STATED EXERCISE. Report every row below that contains the word "face", copying each such row in full. Case counts.

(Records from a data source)

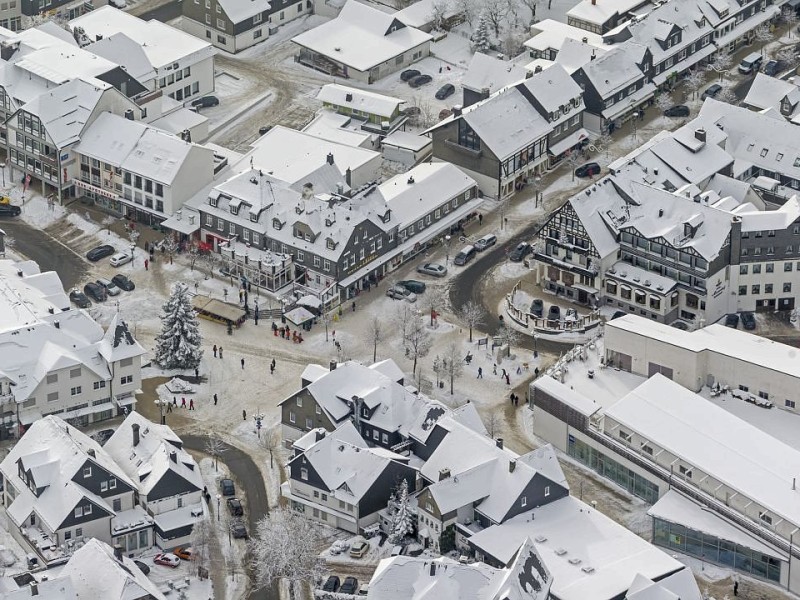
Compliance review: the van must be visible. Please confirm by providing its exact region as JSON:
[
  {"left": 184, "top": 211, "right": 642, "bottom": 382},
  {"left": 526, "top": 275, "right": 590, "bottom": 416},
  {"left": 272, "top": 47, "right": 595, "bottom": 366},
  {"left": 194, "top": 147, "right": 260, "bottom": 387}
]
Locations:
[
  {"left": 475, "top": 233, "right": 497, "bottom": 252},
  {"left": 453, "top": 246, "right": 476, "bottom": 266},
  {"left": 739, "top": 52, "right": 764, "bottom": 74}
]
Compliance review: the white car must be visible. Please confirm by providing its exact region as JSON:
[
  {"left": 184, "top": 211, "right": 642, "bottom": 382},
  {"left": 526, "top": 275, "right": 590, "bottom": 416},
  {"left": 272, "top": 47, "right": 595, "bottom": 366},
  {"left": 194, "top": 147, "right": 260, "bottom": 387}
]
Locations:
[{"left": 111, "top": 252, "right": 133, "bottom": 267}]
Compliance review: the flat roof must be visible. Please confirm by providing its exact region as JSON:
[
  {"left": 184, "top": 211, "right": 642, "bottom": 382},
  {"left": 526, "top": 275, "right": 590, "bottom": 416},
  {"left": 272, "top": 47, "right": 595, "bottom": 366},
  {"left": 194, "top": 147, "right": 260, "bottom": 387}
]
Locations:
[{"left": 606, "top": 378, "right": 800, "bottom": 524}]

---

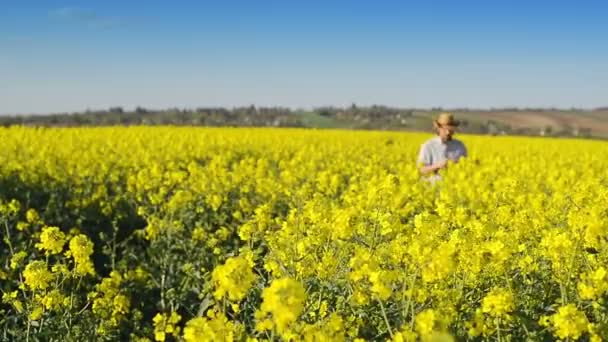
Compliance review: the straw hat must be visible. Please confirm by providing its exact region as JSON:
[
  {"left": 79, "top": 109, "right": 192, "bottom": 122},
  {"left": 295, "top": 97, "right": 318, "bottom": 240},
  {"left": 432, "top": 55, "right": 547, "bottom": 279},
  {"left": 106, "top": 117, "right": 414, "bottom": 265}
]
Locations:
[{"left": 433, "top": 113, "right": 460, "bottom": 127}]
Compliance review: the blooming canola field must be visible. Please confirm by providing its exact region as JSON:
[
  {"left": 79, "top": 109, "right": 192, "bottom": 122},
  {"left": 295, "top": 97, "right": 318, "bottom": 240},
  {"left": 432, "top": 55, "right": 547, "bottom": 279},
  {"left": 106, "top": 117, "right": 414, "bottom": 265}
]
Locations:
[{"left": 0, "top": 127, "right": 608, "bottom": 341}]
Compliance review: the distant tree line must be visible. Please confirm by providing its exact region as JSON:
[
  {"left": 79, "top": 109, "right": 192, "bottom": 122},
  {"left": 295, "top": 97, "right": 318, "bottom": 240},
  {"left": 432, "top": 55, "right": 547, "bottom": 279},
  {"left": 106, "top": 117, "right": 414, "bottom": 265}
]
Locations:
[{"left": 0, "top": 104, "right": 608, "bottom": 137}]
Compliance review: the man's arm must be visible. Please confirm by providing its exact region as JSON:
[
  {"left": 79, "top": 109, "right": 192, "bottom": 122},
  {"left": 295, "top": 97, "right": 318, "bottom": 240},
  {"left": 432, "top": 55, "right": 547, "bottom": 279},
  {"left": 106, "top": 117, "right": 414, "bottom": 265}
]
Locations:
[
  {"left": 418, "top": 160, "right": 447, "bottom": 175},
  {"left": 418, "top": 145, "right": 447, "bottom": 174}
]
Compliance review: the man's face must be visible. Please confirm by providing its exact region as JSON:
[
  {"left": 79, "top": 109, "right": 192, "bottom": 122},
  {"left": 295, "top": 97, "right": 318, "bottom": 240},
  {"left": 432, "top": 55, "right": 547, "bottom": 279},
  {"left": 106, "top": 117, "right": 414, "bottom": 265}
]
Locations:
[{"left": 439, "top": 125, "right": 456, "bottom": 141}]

==

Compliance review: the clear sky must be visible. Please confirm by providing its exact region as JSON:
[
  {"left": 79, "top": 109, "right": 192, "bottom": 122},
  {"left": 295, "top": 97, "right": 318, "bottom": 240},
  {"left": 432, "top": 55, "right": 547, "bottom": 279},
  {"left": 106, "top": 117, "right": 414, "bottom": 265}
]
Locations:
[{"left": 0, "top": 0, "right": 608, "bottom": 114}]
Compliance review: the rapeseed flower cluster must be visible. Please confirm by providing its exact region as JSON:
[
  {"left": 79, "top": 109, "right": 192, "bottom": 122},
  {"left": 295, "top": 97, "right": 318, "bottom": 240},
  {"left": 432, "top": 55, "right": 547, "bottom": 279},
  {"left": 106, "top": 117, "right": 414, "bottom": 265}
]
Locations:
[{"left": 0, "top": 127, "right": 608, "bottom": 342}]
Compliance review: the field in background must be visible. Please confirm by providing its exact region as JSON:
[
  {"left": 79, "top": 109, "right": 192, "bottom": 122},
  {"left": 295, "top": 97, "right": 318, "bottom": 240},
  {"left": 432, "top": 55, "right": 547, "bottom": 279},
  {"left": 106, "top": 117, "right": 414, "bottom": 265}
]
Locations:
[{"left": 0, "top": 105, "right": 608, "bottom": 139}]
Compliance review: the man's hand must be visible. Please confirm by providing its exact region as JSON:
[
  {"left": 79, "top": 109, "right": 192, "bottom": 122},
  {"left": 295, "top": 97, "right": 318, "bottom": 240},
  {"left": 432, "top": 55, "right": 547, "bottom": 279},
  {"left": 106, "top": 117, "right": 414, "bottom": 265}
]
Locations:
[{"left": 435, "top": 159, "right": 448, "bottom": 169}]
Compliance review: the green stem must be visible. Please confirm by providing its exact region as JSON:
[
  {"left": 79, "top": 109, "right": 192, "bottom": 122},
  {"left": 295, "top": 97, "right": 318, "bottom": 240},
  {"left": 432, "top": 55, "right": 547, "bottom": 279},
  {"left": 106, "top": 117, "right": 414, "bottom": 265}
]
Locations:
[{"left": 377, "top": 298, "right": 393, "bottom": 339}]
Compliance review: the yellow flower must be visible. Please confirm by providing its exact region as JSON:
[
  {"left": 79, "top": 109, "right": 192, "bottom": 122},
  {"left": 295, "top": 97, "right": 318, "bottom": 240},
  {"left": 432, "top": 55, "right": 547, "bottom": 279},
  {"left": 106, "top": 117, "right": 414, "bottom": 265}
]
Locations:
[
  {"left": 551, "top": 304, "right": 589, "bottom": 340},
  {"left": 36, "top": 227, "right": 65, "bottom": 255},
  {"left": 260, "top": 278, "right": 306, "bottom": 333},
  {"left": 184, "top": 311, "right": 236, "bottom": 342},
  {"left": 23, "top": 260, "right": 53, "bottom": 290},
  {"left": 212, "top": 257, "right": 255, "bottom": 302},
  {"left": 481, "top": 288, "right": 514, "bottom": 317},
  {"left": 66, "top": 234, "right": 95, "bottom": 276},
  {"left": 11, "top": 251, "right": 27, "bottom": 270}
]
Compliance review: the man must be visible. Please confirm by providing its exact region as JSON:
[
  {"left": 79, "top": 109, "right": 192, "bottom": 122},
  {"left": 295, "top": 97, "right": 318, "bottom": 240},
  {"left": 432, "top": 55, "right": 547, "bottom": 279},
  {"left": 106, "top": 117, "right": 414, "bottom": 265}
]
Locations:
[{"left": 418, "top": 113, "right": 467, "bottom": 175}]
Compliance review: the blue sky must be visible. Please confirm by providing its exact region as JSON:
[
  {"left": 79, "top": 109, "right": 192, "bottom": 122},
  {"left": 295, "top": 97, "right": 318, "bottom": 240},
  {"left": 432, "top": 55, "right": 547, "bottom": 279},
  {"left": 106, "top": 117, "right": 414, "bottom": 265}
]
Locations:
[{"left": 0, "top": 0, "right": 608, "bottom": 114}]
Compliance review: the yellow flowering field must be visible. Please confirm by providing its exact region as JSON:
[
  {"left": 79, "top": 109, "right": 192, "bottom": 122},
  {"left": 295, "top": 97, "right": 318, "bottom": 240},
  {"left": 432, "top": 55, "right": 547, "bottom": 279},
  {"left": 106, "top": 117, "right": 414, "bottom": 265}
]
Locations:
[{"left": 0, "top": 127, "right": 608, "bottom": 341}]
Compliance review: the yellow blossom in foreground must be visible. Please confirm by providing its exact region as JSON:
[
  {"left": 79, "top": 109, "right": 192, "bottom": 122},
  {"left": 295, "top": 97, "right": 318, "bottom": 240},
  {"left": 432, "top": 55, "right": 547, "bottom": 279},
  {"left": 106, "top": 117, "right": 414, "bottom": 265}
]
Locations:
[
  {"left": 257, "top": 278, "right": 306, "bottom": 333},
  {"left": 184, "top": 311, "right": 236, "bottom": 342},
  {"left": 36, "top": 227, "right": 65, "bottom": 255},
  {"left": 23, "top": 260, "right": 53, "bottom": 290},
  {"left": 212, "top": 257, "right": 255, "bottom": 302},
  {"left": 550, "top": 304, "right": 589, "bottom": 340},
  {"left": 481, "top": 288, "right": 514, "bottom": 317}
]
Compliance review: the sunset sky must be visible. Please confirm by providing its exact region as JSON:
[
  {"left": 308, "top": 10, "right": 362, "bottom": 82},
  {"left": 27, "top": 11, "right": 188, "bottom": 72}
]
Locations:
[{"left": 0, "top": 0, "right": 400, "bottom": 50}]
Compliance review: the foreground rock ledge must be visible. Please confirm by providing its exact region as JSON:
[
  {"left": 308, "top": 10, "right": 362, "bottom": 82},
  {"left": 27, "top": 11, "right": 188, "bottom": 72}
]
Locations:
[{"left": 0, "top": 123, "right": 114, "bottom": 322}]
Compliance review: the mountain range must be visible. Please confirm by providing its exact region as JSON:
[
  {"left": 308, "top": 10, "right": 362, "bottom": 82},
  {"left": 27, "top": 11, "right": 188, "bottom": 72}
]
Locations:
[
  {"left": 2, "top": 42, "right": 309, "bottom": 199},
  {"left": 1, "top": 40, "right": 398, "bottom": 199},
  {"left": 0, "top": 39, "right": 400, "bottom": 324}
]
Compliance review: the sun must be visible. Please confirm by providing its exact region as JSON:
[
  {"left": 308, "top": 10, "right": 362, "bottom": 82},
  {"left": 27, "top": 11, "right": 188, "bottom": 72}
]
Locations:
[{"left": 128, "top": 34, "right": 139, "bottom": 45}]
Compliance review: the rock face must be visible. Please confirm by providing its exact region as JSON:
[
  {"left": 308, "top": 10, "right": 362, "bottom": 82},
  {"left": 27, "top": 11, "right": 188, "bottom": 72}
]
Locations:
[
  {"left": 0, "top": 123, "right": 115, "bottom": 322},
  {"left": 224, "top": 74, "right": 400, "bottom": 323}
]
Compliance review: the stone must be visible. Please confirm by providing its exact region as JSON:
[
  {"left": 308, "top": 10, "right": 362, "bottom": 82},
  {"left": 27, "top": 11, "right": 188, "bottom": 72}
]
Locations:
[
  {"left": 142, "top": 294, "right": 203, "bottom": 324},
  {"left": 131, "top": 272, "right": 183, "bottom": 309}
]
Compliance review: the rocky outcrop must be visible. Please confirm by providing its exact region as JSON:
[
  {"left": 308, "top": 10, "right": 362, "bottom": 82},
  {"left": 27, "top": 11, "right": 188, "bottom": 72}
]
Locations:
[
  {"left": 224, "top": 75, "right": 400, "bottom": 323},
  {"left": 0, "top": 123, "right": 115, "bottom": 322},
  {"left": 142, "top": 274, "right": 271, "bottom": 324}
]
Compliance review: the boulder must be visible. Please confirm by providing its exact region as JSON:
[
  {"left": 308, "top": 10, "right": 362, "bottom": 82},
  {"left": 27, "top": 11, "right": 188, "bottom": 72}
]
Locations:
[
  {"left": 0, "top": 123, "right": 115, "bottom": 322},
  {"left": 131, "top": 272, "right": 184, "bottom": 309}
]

TASK RESPONSE.
Compliance review: the man's face must be visible. Please confirm by providing its exact region as JSON:
Compliance review: the rock face must be visible. Please confirm by providing its exact region as JSON:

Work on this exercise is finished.